* Verilen görev A: Van kahvaltısı yazısında "Dünya rekoru Van'a" ile başlayıp "niteliğinde değerlerden bazılarıdır." ile biten bölümü hiçbir değişiklik yapmadan çoğaltın.
* Verilen görev B:
Van kahvaltısı yazısına göre:
(i) Süt Evi ile başlayan sağlıklı beslenme anlayışı hangi yıllarda başlamıştır?
(ii) Dünya rekoru denemesini akıl eden ekip ve katkı sunanlar kimin şahsında kutlanıyor?
(iii) Okurdan hangi günü not etmesi isteniyor?

* Sayfa metni:
İkram Kali

Dünya rekoru Van'a yakışır

İkram Kali

Yaşadığınız şehri sevmenin, korumanın, sahiplenmenin bazı koşulları vardır. Bunların başında yüreğinizle şehrinize sarılmanız gelir. Sonra da yaşadığınız şehrin bütün kültürel mirasına sahip çıkmak, yozlaşmasına engel olmak, doğru tanıtmak ve gelecek kuşaklara aktarmak gerekir.  Binlerce yıllık renkli bir geçmişi olan Van ilimiz eşsiz kültür değerlerine sahiptir.Van Kedisi, Van Balığı, Van Kalesi, Van Gölü, Halime Hatun Türbesi, Eski Van Şehri, Hoşap Kalesi, Akdamar Kilisesi başlı başına amblem ve marka niteliğinde değerlerden bazılarıdır.

Birde bize has Van Kahvaltı kültürümüz var.

Vanlıların özenilecek beslenme kültürünün ticarileşen boyutudur Van kahvaltısı. 1940'larda Süt Evi ile başlayan sağlıklı beslenme anlayışı Kahvaltı salonu olarak günümüze ulaşmıştır.  Van kahvaltı kültürü şimdi dünya rekoruna hazırlanıyor. 

Van'ın Kahvaltı Başkenti olma iddiasına, Van Kahvaltısını standarda kavuşturarak markalaştırma çabasına yakışan dünya rekoru denemesini akıl eden ekibi ve katkı sunanları Ticaret ve Sanayi Odası Başkanı Necdet Takva'nın şahsında kutluyorum.

1 Haziran 2014 Pazar gününü bir kenara not edin.

* Sağlanan bilgiler:
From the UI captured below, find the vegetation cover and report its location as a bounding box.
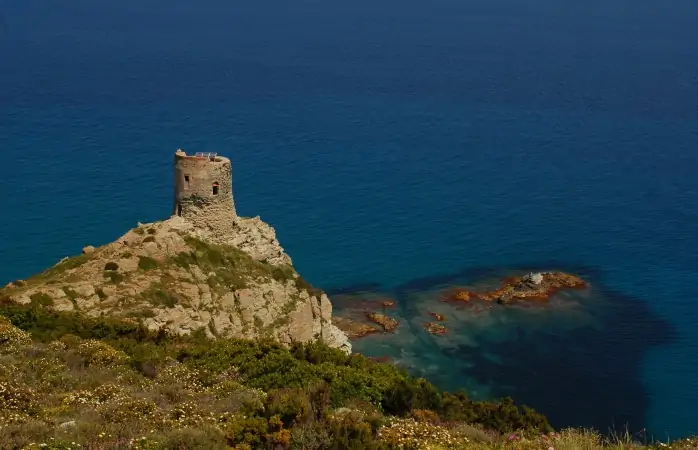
[0,299,695,450]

* Nihai cevap A:
Dünya rekoru Van'a yakışır

İkram Kali

Yaşadığınız şehri sevmenin, korumanın, sahiplenmenin bazı koşulları vardır. Bunların başında yüreğinizle şehrinize sarılmanız gelir. Sonra da yaşadığınız şehrin bütün kültürel mirasına sahip çıkmak, yozlaşmasına engel olmak, doğru tanıtmak ve gelecek kuşaklara aktarmak gerekir.  Binlerce yıllık renkli bir geçmişi olan Van ilimiz eşsiz kültür değerlerine sahiptir.Van Kedisi, Van Balığı, Van Kalesi, Van Gölü, Halime Hatun Türbesi, Eski Van Şehri, Hoşap Kalesi, Akdamar Kilisesi başlı başına amblem ve marka niteliğinde değerlerden bazılarıdır.

* Nihai cevap B:
(i) 1940'larda.
(ii) Ticaret ve Sanayi Odası Başkanı Necdet Takva'nın şahsında.
(iii) 1 Haziran 2014 Pazar gününü.